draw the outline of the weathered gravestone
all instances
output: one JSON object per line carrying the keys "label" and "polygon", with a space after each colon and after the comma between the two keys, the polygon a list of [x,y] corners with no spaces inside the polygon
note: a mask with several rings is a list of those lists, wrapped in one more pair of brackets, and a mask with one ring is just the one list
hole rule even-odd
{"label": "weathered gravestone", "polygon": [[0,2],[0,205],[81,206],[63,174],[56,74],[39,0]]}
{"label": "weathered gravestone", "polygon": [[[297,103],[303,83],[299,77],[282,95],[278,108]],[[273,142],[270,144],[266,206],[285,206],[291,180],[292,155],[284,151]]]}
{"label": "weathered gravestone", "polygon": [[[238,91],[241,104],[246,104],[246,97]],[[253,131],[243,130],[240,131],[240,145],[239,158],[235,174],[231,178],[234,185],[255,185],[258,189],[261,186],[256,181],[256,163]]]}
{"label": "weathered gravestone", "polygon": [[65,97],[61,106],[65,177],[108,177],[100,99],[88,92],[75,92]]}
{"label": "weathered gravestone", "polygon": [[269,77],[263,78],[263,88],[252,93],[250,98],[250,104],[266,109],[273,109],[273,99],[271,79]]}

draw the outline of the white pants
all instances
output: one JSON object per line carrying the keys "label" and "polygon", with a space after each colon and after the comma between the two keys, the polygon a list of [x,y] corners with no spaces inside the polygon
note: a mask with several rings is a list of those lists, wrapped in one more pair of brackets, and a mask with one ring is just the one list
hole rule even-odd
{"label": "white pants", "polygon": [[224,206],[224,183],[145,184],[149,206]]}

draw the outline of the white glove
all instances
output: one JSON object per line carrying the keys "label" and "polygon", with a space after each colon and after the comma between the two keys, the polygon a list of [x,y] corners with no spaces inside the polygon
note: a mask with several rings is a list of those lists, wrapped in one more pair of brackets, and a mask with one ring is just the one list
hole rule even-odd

=-=-=

What the task asks:
Return all of the data word for word.

Reply:
draw the outline of the weathered gravestone
all instances
output: one JSON object per line carrying the keys "label" and "polygon", with a space after each colon and after the comma between the two keys, the polygon a list of [x,y] corners with no spaces inside the polygon
note: a mask with several rings is a list of those lists, wrapped in one more pair of brackets, and a mask with one ring is just the one list
hole rule even-odd
{"label": "weathered gravestone", "polygon": [[0,2],[0,205],[81,206],[63,174],[56,74],[39,0]]}
{"label": "weathered gravestone", "polygon": [[[297,103],[303,83],[299,77],[282,95],[278,108]],[[273,142],[270,144],[266,206],[285,206],[291,180],[292,155],[284,151]]]}
{"label": "weathered gravestone", "polygon": [[[238,91],[241,104],[246,104],[246,97]],[[253,131],[243,130],[240,131],[240,145],[239,158],[235,174],[231,178],[234,185],[255,185],[258,189],[261,186],[256,181],[256,163]]]}
{"label": "weathered gravestone", "polygon": [[65,97],[61,106],[65,177],[108,177],[100,99],[88,92],[75,92]]}
{"label": "weathered gravestone", "polygon": [[269,77],[263,78],[263,88],[252,93],[250,98],[250,104],[266,109],[273,109],[273,99],[271,79]]}

draw the outline of the white pants
all instances
output: one JSON object per line carrying the keys "label" and "polygon", with a space after each colon and after the comma between the two keys, the polygon a list of [x,y] corners with no spaces inside the polygon
note: a mask with several rings is a list of those lists, wrapped in one more pair of brackets, and a mask with one ring is just the one list
hole rule even-odd
{"label": "white pants", "polygon": [[224,206],[224,183],[145,184],[149,206]]}

draw the outline of the white glove
all instances
output: one JSON object per line carrying the keys "label" and "polygon", with a space after each colon and after the comma between the two keys, the polygon a list of [x,y] corners with no spaces inside the polygon
note: a mask with several rings is a list of those lists, wrapped in one more pair of brackets, and a mask with one ring is just the one list
hole rule even-odd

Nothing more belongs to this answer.